Provided passage:
One last thing, today’s session is valid for one professional development credit for the SHRM-CP or the SHRM-SCP, so look for that activity ID for me at the end of the webinar today.

Like I said, we have two wonderful guests on with us, and you can see their faces right there on your webcam. They are speakers, they’re entrepreneurs, they are executive coaches. It’s really hard to sum up in just a few words, all their experience and all the great things that they do.

So, Jennifer and Bill, I’d love to have you tell us a little bit more about yourselves.

Jennifer, let’s start with you.

JENNIFER: So, hello everybody. Thanks, Briana for giving us this opportunity. I’m thrilled to be with you today. My name is Jennifer Carter, I am president of EWF International. We are a leadership development company based in Dallas and we’re focused on increasing the number of women in leadership — business leadership and ownership, and helping companies invest in their leadership pipeline to drive more financial performance and innovation. My professional background started in marketing and branding and then I transitioned into more culture management, culture transformation, and an organizational strategy basically helping companies do new things and hard things even when they don’t want to and helping to motivate employees.

Briana is a graduate and alumnus of our emerging leader program, which is how she and I know each other, and she’s done an excellent job. I want to commend her and the entire team at OutMatch for the great job they’ve done navigating this and putting this webinar series together. So, thanks for having me.

BRIANA: Thank you, Jennifer. Bill, over to you.

BILL: Briana, thanks for having me. I’m Bill Bartlett. I’m the Owner and Chief Revenue Officer of Corporate Strategies and Solutions. We’re at Sandler Training Center. My focus is executive coaching and performance development in the area of sales and leadership, so we work teaching people how to sell and how to lead.

I’ve authored the bestselling book, "The Sales Coach’s Playbook: Breaking the Performance Code," which we find that coaching is an important part of any leader’s quiver and they have to be able to use coaching to help people grow especially in today’s world. My client list is a mix of small and independent businesses, all the way up to Fortune 500. I work in Hollywood with some professional actors as well as sports. And so coaching is something that’s kind of spreads across all lines.

My goal is to increase productivity and profit by high performance behaviors, winning attitudes, and new techniques that allow people to compete in the world today. So, thank you for having me.

BRIANA: Thanks, Bill. I am so glad both you are here. Let’s get going.

Prompt 1:
Set down the part of the webinar transcript from "JENNIFER: So, hello" up to and including "to motivate employees.", word for word.
Prompt 2:
Take the webinar transcript further, starting right after Briana's closing line "Let's get going."

Collected data:

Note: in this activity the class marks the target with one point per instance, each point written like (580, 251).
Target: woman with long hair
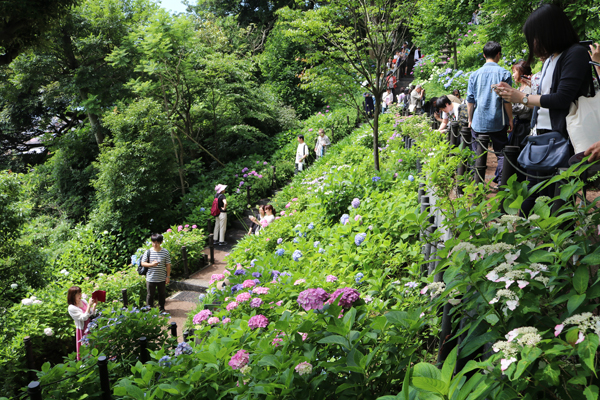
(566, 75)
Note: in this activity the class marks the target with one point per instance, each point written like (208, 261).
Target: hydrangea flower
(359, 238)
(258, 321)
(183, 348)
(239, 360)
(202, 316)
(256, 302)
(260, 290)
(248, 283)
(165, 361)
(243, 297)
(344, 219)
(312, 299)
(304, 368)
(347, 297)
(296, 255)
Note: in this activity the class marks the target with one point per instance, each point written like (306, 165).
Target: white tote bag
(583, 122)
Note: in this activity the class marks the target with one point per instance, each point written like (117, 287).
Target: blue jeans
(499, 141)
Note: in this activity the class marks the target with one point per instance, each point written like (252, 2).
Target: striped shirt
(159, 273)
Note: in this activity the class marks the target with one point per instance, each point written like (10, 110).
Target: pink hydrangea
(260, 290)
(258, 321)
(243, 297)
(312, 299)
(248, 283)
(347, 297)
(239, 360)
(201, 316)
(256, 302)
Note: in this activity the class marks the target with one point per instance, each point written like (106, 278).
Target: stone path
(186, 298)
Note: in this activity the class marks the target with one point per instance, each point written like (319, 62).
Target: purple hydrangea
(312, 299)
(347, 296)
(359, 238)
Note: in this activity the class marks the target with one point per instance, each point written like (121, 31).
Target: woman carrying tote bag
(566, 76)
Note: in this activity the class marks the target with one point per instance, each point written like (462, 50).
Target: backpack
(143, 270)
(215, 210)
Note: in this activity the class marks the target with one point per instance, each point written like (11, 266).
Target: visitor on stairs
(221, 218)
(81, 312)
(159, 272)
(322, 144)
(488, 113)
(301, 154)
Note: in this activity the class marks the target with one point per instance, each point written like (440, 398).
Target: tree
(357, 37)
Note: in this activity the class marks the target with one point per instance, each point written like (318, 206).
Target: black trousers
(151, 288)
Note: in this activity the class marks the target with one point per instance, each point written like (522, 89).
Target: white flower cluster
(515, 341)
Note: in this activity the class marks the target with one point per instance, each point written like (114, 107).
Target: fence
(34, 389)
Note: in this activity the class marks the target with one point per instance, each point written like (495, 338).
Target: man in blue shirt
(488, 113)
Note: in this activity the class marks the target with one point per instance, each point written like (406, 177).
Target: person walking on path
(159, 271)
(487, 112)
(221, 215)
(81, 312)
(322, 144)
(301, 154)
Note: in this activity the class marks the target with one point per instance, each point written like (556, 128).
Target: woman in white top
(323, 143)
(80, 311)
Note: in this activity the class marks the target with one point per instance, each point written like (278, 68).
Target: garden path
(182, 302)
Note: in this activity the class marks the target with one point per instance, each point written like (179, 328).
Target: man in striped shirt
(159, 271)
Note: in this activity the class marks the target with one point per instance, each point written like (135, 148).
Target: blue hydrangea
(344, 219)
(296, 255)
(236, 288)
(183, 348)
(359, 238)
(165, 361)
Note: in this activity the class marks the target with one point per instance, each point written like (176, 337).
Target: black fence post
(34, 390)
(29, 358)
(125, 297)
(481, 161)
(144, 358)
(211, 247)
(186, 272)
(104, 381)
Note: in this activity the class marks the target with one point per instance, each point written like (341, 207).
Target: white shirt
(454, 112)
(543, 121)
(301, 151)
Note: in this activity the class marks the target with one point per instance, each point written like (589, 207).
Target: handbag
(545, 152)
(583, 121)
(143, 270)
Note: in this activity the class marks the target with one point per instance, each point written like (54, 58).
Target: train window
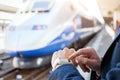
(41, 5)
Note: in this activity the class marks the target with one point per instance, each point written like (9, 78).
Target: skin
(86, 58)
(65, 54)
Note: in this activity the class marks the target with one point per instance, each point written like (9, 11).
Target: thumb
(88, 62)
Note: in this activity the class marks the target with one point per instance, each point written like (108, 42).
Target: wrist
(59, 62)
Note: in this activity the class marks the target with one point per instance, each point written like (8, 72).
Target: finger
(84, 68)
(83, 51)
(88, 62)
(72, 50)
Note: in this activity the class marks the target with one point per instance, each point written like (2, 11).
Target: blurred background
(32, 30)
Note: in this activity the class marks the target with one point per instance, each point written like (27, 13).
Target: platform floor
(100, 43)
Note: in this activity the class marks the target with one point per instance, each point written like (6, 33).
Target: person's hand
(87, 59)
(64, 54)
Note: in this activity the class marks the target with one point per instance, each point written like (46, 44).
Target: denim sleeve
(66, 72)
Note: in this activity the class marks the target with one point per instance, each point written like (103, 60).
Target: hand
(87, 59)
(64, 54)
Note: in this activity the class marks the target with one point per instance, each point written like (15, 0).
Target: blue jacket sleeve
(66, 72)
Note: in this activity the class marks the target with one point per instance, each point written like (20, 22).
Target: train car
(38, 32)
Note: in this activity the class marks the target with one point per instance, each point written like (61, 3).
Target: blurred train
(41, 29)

Task answer 1:
JENNIFER: So, hello everybody. Thanks, Briana for giving us this opportunity. I’m thrilled to be with you today. My name is Jennifer Carter, I am president of EWF International. We are a leadership development company based in Dallas and we’re focused on increasing the number of women in leadership — business leadership and ownership, and helping companies invest in their leadership pipeline to drive more financial performance and innovation. My professional background started in marketing and branding and then I transitioned into more culture management, culture transformation, and an organizational strategy basically helping companies do new things and hard things even when they don’t want to and helping to motivate employees.

Task answer 2:
The first thing I want to do before we get into the conversation itself is to launch a quick poll. So, I will put this up on everyone’s screen, if you’ll just take a second to put in your answer, and then we can talk through that. [pause]

All right. So, that poll is open for you to cast your vote. You know, we’re all experiencing some form of anxiety right now. So, it’s just we wanted to know how you’re responding to it or how your organization is responding to it. You know, are you stuck and waiting for things to pass? Are you seeking the right course of action, but maybe not sure what that is? Are you taking some sort of action? This is going to help us frame the conversation and just make sure that what we’re talking about is relevant to where you are. [pause]

So, it looks like we’re getting answers in. I’ll leave this open for just a few more seconds, and then we’ll close it down. [pause]

Right now, it looks like — we’ve got a split between seeking the right course of action and taking action. So, let me share these results with everyone. [pause]

All right, so it looks like a slight leader in the anxious and seeking the right course of action.

Jennifer or Bill, is that surprising to you in any way? Is that what you expected to see from people on this call?

BILL  From my perspective, what we typically experience is 20/60/20. We find in that anxious and taking action about 20% of people in companies are in that mode, but 60% are in that middle trying to figure it out, and other 20% are kind of stuck in the bottom there. But you notice in this poll and you’ve done the right thing, everybody’s anxious. It’s just some are dealing with it differently.

Jennifer, how about your thought?

JENNIFER: This is exactly what I expected to see given the progression of where we are, particularly in the States. You know, we’re about six weeks into this in terms of direct impacts for most people and this is, you know, the initial kind of shock and blast wave has rippled through households and individuals and organizations, and people are starting to, you know, stop feeling paralyzed and starting to agitate for more action, but there’s still so much uncertainty, that it’s difficult to be really decisive particularly emotionally in a time like this.

So, I would have expected a split, you know, a slight majority in the middle range. I’m encouraged to see that people are starting to move forward and starting to take action. My expectation and I’m sure yours — you can echo this or correct it, Bill — is that people will pivot pretty quickly as they experiment and try things that will work in this uncertain environment and that and of itself is something that you have to pay attention to manage additional anxiety that’s from the response itself.

BILL: You nailed it with that thought, and then one of the things that we’re seeing in that top group there of taking action is these people are committed to not allowing the anxiety that they’ve experienced to get in the way of their growth. And so they’re working with their staff differently. They’re working with their clients differently. And we see them standing out as people that even before this had a plan they were committed to.

BRIANA: Yeah, that makes a lot of sense. Thank you everyone who put in their answer. I’m going to close this down and get us going. [pause]

All right. So, you know, we all know that anxiety isn’t only experienced when there’s a global pandemic. This is kind of a unique scenario that we find ourselves in. And Bill, when we were first talking about this webinar topic, you said that anxiety comes from not knowing. So, can you just expand on that for us?

BILL: Yeah, one of the things that we’ve learned is we experience heightened vigilance when we’re uncertain of what’s happening, and that hypervigilance that we go through creates a spin cycle in our brain. And so, the mind wants to have certainty, and when it can’t find certainty, it begins reprocessing information over and over. And that information tends to create either positive or negative stress, and we’ll deal with that later, but I think that’s the main issue when we have uncertainty, fight-or-flight mentality kicks in at a certain point because there’s an unknown attacker that we’re trying to defend against.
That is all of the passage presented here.